The 'symbolic bone ornaments' (Skt: aṣṭhiamudrā; Tib: rus pa'i rgyanl phyag rgya) are also known as "mudra" or 'seals'. The Hevajra Tantra identifies the Symbolic Bone Ornaments with the Five Wisdoms and Jamgon Kongtrul in his commentary to the Hevajra Tantra explains this further.[8]

Setting

A traditional jhator is performed in specified locations in Tibet (and surrounding areas traditionally occupied by Tibetans). Drigung Monastery is one of the three most important jhator sites.

The procedure takes place on a large flat rock long used for the purpose. The charnel ground (durtro) is always higher than its surroundings. It may be very simple, consisting only of the flat rock, or it may be more elaborate, incorporating temples and stupa (chorten in Tibetan).

Relatives may remain nearby[9] during the jhator, possibly in a place where they cannot see it directly. The jhator usually takes place at dawn.

The full jhator procedure (as described below) is elaborate and expensive. Those who cannot afford it simply place their deceased on a high rock where the body decomposes or is eaten by birds and animals.

Procedure

Accounts from observers vary. The following description is assembled from multiple accounts by observers from the U.S. and Europe. References appear at the end.

Participants

Prior to the procedure, monks may chant mantra around the body and burn juniper incense – although ceremonial activities often take place on the preceding day.

The work of disassembling of the body may be done by a monk, or, more commonly, by rogyapas ("body-breakers").

All the eyewitness accounts remarked on the fact that the rogyapas did not perform their task with gravity or ceremony, but rather talked and laughed as during any other type of physical labor. According to Buddhist teaching, this makes it easier for the soul of the deceased to move on from the uncertain plane between life and death onto the next life.

Disassembling the body

In most accounts, vultures are given the whole body. When only the bones remained, they are broken up with mallets, ground with tsampa (barley flour with tea and yak butter or milk), and given to crows and hawks that have waited until the vultures had departed.

In several accounts, the flesh was stripped from the bones and given to vultures without further preparation; the bones then were broken up with sledgehammers, and usually mixed with tsampa before being given to the vultures. Many rogyapa first feed the bones and cartilage to the vultures, keeping the best flesh until last. After having had their fill of good quality meat, the birds usually fly away - leaving the bones and less favored bits.

In one account, the leading rogyapa cut off the limbs and hacked the body to pieces, handing each part to his assistants, who used rocks to pound the flesh and bones together to a pulp, which they mixed with tsampa before the vultures were summoned to eat.
----------------------------------------
_Problem details:_ Can you copy the passage on jhator word for word, between "Accounts from observers" and "at the end.", inclusive?

_Available data:_
----------------------------------------
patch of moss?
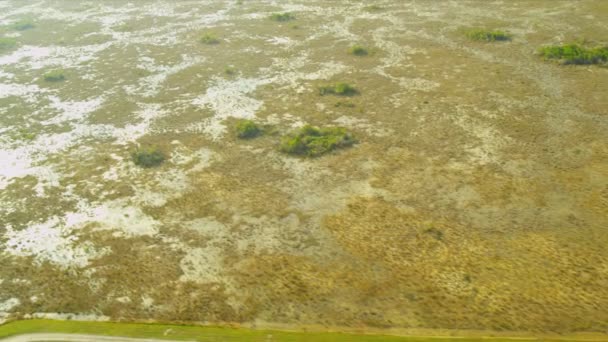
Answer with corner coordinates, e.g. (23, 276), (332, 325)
----------------------------------------
_Worked answer:_
Accounts from observers vary. The following description is assembled from multiple accounts by observers from the U.S. and Europe. References appear at the end.